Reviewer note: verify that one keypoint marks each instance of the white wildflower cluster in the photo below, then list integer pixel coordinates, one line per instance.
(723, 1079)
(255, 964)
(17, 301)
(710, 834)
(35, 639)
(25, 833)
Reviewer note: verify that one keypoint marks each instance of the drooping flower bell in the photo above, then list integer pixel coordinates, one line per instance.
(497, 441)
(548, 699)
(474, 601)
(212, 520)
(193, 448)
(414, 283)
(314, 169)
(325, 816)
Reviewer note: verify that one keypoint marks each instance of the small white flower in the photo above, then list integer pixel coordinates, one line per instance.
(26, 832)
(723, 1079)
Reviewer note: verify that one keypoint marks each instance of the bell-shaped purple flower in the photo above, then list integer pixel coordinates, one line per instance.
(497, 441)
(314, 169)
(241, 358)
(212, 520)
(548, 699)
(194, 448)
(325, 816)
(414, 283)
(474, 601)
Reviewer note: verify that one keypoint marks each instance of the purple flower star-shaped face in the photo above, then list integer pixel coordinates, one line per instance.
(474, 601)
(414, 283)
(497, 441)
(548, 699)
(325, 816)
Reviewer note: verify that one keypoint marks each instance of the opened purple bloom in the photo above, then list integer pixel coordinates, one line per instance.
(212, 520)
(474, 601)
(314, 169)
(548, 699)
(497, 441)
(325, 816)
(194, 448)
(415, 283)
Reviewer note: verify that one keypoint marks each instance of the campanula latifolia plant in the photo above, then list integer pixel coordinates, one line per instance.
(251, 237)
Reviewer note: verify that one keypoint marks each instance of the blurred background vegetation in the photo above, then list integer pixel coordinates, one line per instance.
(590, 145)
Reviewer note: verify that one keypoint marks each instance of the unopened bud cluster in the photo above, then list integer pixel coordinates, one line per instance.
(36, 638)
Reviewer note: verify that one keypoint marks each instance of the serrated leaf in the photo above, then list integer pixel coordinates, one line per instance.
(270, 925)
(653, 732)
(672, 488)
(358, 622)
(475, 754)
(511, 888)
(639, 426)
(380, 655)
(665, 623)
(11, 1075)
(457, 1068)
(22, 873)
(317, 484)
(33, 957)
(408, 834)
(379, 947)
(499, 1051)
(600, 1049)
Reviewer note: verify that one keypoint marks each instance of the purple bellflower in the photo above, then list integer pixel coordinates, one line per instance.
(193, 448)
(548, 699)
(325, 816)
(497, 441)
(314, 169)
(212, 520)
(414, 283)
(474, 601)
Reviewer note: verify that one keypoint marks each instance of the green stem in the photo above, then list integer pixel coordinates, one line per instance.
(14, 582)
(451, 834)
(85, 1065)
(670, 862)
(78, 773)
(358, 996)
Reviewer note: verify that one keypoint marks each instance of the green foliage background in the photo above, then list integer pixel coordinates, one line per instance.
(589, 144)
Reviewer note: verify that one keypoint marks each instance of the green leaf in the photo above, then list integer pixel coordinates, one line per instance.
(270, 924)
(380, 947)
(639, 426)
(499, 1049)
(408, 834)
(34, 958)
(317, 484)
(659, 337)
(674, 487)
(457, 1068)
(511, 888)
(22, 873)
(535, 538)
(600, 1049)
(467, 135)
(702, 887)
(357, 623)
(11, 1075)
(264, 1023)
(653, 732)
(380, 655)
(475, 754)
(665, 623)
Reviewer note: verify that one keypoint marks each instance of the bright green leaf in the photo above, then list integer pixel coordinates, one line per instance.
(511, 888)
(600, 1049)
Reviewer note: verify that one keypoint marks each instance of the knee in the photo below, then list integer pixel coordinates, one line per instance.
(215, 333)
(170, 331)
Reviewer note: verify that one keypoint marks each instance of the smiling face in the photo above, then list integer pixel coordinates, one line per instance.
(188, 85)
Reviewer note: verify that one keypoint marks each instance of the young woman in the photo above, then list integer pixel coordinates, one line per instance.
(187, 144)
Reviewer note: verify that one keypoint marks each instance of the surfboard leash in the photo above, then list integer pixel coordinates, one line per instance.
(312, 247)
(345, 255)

__________________________________________________

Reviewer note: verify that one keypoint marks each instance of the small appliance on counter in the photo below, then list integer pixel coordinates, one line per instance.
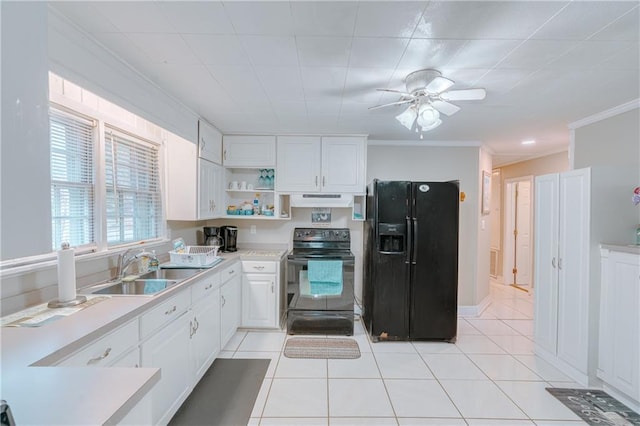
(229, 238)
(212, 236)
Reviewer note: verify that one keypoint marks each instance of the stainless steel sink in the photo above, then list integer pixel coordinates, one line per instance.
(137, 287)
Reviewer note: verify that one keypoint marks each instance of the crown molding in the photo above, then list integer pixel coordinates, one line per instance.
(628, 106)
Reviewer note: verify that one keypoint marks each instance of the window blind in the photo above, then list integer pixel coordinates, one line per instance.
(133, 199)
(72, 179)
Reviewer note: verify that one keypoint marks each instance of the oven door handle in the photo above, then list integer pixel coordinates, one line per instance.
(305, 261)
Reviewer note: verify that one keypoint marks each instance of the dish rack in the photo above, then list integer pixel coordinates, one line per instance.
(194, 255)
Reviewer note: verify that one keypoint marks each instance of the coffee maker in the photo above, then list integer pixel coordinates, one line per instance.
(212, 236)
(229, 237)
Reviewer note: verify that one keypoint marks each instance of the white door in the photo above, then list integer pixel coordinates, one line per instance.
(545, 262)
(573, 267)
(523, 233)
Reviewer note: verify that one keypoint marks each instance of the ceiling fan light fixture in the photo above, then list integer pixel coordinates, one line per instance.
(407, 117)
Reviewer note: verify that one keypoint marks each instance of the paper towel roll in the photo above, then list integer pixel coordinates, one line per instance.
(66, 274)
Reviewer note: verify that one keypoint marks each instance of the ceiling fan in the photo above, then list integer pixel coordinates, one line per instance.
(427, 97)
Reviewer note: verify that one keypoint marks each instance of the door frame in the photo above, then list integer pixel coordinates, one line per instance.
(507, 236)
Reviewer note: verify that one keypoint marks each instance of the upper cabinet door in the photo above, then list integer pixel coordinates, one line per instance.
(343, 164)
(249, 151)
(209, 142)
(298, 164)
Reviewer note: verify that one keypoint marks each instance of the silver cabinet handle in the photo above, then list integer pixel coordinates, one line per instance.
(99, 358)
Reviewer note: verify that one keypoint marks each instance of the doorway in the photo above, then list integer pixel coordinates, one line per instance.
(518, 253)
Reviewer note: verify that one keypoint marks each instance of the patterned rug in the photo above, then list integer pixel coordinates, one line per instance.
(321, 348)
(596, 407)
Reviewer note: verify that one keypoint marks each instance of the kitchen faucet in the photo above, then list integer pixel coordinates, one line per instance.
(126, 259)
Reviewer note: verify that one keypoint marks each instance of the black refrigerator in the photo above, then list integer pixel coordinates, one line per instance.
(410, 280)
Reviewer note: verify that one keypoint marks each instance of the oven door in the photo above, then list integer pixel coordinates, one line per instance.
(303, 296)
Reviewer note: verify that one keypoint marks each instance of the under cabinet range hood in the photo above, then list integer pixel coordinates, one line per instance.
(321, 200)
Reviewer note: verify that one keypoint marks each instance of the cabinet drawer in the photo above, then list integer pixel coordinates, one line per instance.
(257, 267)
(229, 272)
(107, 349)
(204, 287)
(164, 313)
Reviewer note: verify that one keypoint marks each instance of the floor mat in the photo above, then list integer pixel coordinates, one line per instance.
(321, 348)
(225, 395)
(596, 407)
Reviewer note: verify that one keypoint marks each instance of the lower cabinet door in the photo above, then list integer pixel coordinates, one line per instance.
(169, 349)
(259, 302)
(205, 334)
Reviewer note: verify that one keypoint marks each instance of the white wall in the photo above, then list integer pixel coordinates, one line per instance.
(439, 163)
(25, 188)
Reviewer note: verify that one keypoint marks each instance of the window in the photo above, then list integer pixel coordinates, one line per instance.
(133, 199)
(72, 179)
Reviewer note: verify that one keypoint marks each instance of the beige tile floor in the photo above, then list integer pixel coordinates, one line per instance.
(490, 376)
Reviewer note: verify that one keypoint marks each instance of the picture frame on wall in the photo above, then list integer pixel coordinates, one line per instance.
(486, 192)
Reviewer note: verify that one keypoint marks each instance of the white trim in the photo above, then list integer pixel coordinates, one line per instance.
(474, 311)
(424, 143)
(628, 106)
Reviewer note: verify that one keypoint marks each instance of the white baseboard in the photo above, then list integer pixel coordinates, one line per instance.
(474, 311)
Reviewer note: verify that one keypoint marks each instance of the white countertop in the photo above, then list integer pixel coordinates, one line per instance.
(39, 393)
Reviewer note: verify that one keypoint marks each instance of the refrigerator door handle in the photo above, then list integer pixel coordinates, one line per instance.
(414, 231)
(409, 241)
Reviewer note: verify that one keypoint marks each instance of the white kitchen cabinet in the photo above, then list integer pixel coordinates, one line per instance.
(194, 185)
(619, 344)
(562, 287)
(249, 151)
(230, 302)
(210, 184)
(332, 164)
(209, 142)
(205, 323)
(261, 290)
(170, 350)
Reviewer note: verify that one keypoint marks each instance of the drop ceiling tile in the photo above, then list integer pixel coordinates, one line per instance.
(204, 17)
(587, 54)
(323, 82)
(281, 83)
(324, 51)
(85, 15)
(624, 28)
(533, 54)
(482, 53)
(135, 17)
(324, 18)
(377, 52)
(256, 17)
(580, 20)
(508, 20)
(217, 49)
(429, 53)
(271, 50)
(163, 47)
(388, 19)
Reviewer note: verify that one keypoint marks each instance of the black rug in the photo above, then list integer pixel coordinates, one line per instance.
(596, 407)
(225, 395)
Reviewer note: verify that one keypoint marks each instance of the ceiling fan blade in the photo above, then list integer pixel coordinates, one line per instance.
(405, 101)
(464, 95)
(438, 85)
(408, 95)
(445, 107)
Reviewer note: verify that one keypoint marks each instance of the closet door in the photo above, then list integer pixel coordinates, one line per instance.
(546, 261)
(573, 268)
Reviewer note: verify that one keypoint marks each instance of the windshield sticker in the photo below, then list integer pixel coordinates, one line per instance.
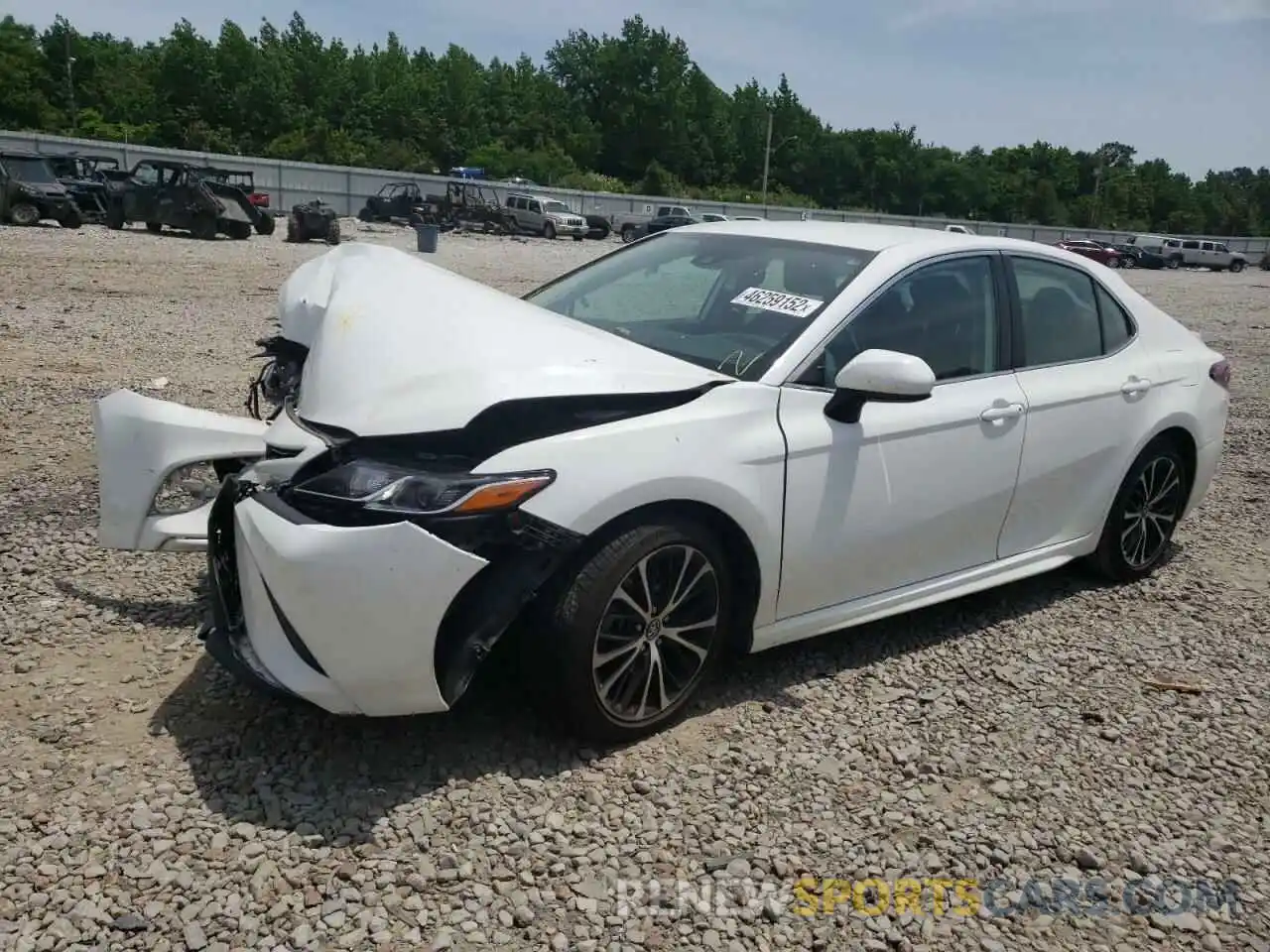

__________________________________________________

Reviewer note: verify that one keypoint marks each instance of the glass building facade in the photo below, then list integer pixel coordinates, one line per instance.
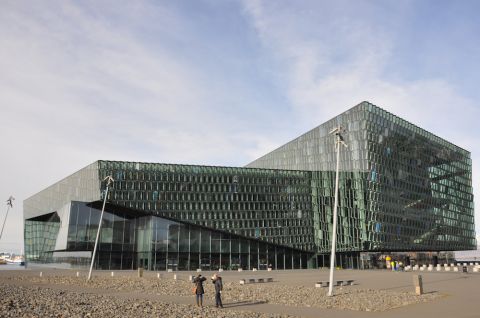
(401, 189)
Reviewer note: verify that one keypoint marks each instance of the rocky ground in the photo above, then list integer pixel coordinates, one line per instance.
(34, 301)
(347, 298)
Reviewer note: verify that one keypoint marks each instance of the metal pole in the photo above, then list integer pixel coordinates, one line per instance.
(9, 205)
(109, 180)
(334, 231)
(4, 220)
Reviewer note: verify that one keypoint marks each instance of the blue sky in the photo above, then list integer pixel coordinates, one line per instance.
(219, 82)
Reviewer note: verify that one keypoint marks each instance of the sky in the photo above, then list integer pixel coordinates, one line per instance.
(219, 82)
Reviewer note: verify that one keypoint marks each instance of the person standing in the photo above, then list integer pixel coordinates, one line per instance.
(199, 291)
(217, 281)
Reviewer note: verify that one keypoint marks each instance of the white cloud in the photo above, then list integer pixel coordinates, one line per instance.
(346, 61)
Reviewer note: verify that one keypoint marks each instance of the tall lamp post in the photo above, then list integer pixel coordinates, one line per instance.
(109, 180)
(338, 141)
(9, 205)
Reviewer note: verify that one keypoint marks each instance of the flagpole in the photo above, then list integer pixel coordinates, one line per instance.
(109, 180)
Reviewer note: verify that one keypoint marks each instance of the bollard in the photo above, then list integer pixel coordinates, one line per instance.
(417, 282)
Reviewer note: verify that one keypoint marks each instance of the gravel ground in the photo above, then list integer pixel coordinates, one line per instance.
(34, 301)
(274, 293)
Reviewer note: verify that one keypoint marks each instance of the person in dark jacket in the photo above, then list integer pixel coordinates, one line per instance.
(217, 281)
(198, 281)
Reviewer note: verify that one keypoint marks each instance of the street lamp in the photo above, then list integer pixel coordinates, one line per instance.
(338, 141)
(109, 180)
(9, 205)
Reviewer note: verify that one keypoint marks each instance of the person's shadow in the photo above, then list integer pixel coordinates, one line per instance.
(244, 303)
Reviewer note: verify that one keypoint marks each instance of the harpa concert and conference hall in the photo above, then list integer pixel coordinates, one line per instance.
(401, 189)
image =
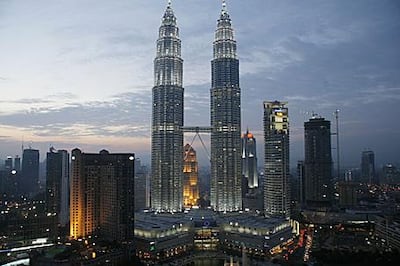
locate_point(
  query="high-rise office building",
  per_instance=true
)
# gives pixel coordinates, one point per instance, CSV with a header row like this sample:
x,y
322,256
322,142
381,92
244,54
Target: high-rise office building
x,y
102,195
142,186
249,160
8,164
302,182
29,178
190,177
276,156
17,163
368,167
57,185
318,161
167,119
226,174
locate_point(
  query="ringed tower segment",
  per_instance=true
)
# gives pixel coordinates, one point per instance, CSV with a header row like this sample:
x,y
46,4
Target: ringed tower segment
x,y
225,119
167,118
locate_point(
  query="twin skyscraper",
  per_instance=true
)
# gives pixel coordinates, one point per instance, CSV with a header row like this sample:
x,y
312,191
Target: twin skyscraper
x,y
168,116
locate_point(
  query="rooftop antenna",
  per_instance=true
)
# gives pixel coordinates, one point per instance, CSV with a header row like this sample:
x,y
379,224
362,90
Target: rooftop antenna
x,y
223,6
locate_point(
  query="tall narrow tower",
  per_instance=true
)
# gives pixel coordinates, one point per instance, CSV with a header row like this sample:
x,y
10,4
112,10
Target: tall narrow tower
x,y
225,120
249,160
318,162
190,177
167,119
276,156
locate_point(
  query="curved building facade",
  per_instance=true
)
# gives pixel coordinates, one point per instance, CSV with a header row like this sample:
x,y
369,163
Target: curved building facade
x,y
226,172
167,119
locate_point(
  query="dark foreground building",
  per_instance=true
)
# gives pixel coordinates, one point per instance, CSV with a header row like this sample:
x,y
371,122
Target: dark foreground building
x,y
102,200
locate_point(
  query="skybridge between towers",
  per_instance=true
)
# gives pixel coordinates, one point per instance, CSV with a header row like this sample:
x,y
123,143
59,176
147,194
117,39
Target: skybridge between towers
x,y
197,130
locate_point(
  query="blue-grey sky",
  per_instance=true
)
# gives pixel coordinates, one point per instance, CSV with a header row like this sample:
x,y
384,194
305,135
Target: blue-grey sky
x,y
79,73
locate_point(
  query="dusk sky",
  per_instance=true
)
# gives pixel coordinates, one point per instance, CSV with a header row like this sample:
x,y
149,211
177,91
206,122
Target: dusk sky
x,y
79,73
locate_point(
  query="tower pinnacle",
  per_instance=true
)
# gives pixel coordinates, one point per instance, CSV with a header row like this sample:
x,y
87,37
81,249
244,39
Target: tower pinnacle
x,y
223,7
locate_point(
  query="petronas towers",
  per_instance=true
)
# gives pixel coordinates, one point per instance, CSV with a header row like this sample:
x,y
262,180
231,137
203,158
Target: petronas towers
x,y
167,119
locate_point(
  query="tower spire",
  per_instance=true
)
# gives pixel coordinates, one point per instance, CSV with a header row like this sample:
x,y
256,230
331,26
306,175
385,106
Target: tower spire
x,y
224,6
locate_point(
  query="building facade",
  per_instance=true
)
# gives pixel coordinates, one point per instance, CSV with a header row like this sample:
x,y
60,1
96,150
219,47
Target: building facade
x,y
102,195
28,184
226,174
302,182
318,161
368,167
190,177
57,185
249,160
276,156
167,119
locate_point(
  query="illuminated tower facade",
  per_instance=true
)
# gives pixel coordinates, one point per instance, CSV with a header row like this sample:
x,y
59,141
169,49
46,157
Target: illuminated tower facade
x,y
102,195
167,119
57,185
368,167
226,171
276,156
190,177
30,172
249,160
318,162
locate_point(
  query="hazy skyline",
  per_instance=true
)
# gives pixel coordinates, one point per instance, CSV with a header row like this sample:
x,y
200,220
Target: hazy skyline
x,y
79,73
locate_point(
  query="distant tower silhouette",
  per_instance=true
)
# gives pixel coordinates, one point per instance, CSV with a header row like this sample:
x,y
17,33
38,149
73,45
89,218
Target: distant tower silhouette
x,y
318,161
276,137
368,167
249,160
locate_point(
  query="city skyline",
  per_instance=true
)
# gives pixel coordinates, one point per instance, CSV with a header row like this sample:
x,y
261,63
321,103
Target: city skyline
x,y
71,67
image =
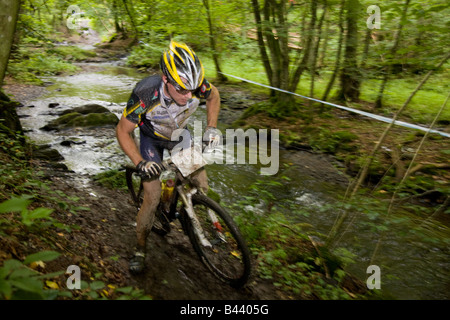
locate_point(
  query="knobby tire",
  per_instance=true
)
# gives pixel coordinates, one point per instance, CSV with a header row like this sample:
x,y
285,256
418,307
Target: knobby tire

__________________________________________________

[Required action] Whichever lines of the data include the word "tire", pull them out.

[Answer box]
  query="knobby tire",
Target: knobby tire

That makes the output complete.